══ Extracted material ══

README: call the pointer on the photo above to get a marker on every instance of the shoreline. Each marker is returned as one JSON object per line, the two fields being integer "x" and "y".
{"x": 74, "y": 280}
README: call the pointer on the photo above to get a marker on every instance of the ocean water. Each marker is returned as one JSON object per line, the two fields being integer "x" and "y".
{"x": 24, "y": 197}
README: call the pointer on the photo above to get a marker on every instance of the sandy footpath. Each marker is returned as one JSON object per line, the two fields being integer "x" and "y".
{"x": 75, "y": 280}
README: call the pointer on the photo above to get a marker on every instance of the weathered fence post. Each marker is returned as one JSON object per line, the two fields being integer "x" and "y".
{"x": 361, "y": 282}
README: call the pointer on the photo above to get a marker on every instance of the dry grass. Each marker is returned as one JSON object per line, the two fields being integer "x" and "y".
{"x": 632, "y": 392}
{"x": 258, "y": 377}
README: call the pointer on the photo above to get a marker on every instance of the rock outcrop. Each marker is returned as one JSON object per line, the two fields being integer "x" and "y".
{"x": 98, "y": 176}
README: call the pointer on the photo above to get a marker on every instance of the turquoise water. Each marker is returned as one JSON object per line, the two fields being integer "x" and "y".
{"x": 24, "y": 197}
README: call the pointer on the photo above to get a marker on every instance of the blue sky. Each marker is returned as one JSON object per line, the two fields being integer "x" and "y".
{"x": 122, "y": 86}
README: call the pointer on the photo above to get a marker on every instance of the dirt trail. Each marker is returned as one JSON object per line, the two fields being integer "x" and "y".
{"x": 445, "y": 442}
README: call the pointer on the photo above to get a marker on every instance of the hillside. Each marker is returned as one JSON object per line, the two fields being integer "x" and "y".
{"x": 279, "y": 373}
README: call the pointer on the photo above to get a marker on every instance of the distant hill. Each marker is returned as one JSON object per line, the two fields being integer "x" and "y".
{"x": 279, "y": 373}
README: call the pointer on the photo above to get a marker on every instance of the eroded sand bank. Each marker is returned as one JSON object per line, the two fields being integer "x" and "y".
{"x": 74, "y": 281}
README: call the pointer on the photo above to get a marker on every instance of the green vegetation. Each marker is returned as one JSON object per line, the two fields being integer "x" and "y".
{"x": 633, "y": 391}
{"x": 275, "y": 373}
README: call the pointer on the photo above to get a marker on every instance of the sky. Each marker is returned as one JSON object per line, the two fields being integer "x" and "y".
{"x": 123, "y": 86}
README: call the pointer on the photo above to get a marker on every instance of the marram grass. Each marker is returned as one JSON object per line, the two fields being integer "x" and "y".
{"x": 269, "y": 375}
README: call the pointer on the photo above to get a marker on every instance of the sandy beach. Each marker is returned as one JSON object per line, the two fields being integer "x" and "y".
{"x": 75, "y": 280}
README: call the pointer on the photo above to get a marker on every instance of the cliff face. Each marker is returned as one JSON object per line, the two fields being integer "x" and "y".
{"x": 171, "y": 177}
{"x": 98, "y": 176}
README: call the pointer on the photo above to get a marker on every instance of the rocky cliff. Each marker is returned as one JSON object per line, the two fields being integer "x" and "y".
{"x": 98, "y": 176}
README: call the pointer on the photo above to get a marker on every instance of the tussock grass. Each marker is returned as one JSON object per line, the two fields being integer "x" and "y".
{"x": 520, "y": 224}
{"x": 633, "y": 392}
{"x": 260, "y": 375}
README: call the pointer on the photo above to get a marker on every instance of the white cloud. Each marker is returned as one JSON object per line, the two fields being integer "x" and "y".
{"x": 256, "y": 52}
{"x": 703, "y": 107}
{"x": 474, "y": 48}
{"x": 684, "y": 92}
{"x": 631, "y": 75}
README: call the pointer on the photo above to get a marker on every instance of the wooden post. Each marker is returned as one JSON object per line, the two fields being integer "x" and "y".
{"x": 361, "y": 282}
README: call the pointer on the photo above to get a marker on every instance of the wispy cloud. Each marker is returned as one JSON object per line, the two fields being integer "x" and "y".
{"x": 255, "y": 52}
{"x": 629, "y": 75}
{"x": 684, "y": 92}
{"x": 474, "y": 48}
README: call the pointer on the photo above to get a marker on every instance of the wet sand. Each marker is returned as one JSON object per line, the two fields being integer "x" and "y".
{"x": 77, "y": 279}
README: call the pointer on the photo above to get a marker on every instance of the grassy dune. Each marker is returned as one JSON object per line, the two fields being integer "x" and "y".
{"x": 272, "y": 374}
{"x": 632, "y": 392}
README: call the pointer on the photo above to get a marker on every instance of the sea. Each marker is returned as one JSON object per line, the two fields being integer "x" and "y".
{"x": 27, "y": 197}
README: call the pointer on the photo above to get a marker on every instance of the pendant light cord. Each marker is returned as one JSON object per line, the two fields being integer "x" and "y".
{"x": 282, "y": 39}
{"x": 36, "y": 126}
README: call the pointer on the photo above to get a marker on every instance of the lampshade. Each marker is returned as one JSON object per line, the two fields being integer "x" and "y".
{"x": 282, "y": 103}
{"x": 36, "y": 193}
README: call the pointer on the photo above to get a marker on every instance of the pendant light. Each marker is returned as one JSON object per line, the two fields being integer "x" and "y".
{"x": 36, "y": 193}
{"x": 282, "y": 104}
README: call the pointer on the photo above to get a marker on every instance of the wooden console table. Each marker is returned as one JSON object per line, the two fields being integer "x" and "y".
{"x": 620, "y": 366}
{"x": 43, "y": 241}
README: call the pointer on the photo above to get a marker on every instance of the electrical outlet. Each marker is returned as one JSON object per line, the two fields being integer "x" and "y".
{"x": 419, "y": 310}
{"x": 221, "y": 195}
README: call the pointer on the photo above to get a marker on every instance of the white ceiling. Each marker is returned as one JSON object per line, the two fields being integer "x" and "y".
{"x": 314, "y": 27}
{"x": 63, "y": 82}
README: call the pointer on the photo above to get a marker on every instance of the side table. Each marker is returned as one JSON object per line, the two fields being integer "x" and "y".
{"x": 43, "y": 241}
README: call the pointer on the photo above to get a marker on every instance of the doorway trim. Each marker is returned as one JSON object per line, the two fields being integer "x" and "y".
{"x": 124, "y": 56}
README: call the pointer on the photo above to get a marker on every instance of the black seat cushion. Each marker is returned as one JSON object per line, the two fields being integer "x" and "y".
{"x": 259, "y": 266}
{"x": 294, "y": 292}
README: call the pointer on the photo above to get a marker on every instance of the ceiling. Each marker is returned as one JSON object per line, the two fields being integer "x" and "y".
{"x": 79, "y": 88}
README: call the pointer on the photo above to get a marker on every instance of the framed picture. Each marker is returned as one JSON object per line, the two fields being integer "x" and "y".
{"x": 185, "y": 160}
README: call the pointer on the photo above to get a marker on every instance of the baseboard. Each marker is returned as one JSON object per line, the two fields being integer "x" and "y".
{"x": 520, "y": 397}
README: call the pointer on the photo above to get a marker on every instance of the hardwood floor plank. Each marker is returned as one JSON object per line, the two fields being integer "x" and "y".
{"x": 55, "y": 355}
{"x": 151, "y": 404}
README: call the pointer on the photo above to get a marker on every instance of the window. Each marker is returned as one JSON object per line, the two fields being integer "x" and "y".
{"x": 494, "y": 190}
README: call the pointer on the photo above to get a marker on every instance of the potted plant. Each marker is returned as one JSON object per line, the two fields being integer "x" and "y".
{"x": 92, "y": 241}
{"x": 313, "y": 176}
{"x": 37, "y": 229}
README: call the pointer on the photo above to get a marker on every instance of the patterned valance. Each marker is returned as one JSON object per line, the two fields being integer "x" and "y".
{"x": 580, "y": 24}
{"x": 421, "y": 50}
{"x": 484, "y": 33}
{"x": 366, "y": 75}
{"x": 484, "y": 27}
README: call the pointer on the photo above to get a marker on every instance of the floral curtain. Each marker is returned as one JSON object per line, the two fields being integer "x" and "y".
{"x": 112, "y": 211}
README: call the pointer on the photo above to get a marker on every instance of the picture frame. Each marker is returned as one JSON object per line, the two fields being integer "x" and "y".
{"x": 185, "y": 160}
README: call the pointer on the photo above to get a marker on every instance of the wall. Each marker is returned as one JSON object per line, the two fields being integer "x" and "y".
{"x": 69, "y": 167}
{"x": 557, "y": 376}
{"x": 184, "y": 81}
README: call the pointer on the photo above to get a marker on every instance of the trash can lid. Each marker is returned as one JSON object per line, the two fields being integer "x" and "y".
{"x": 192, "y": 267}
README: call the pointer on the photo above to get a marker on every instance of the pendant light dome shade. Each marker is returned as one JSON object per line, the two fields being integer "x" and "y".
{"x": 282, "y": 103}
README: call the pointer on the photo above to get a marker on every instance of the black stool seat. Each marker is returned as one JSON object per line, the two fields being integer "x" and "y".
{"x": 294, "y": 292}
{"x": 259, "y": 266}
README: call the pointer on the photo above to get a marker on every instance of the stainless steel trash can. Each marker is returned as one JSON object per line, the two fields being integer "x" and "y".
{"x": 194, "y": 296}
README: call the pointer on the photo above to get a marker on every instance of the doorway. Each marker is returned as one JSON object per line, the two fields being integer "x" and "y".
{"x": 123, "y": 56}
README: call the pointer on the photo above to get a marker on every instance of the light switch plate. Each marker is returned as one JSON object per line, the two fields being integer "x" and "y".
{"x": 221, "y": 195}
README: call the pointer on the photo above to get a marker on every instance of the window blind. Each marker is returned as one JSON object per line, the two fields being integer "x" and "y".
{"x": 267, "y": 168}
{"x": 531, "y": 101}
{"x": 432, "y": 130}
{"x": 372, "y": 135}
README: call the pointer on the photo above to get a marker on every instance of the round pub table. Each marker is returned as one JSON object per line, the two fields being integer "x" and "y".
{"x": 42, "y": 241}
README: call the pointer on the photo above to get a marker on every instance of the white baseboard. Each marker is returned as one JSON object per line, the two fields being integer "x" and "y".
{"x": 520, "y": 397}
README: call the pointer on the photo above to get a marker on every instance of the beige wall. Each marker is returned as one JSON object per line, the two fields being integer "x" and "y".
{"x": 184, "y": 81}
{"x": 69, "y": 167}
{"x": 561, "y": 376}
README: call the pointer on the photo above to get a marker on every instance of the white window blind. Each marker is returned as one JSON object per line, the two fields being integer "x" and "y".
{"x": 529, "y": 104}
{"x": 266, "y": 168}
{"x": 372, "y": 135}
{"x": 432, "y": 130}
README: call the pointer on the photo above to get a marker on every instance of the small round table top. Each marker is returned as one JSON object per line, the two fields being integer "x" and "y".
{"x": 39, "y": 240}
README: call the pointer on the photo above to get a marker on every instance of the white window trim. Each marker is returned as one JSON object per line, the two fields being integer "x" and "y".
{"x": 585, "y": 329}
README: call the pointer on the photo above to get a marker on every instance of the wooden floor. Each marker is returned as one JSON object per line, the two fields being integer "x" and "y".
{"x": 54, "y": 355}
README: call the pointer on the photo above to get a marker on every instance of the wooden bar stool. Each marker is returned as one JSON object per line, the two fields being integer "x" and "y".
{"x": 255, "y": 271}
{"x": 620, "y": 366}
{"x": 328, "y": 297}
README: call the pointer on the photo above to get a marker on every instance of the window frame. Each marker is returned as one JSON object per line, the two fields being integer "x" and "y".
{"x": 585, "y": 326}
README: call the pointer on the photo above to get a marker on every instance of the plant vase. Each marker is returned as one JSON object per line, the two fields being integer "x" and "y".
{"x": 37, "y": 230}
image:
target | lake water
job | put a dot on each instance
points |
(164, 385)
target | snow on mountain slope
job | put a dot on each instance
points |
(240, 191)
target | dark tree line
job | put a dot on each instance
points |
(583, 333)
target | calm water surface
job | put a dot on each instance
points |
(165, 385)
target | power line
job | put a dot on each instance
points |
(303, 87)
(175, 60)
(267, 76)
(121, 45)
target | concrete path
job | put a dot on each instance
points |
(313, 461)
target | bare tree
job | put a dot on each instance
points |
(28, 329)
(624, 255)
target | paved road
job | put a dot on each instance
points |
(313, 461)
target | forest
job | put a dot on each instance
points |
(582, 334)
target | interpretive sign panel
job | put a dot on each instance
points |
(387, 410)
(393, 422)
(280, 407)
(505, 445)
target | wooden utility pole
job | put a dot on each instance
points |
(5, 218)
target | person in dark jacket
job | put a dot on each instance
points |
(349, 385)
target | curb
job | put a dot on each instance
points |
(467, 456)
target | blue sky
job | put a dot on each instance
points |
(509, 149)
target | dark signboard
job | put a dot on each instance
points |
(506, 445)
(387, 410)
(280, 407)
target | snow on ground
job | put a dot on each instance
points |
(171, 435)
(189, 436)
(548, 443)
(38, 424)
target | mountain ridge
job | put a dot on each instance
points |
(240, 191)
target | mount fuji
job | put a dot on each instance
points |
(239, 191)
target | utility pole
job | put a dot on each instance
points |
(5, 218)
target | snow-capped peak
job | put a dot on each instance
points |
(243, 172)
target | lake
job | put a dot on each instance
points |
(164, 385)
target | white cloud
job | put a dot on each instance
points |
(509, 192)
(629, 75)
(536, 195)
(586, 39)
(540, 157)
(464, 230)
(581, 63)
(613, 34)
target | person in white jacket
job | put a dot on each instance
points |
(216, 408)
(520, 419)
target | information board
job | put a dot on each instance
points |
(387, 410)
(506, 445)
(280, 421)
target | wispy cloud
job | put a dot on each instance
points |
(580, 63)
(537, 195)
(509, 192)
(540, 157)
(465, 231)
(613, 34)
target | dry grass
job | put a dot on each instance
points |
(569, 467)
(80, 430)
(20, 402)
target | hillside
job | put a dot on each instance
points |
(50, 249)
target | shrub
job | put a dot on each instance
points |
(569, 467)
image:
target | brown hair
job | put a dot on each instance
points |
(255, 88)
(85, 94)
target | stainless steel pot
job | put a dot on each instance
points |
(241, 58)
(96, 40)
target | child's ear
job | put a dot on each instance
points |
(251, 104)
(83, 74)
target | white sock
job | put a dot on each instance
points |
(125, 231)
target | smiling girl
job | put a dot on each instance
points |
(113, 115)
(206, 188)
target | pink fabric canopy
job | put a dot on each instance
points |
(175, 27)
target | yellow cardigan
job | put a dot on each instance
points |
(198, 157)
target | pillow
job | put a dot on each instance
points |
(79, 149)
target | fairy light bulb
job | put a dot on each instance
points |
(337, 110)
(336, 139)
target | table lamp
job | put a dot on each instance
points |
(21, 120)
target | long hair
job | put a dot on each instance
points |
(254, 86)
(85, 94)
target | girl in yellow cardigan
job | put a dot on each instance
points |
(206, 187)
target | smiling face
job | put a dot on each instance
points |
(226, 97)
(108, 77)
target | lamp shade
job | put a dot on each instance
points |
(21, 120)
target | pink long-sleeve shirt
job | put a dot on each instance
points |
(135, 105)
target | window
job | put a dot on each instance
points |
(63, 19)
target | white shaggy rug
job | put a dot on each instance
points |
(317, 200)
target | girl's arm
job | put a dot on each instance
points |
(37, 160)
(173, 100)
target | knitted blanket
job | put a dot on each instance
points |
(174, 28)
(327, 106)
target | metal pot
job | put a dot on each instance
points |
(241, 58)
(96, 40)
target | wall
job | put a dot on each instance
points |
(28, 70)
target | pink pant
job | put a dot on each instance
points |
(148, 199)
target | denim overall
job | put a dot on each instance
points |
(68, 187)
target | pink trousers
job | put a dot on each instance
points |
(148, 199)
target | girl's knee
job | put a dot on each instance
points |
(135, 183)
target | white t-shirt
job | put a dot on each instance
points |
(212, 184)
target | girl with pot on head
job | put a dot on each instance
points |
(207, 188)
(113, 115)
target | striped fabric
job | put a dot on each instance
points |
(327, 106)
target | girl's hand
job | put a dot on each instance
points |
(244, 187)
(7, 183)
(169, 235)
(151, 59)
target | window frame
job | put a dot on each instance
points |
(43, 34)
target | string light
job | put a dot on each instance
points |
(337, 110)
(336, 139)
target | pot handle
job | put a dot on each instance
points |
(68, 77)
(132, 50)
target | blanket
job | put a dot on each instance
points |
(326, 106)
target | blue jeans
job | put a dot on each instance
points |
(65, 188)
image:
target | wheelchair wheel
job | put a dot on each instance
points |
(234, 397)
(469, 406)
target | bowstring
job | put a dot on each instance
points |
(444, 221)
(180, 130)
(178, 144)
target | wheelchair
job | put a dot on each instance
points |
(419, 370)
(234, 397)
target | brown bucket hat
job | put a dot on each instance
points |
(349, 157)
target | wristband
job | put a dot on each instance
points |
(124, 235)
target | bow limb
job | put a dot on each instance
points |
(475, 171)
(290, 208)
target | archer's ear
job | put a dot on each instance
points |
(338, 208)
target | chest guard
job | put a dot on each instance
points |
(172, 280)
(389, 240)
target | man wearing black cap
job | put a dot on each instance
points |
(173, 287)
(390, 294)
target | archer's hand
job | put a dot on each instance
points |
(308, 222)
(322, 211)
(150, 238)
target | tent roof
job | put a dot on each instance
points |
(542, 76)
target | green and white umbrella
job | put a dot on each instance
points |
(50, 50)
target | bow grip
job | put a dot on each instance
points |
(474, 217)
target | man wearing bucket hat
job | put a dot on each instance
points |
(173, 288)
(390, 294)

═══

**Activity**: Copy all lines from the data above that contain the word "wearing".

**Solution for this problem**:
target | man wearing black cap
target | man wearing bucket hat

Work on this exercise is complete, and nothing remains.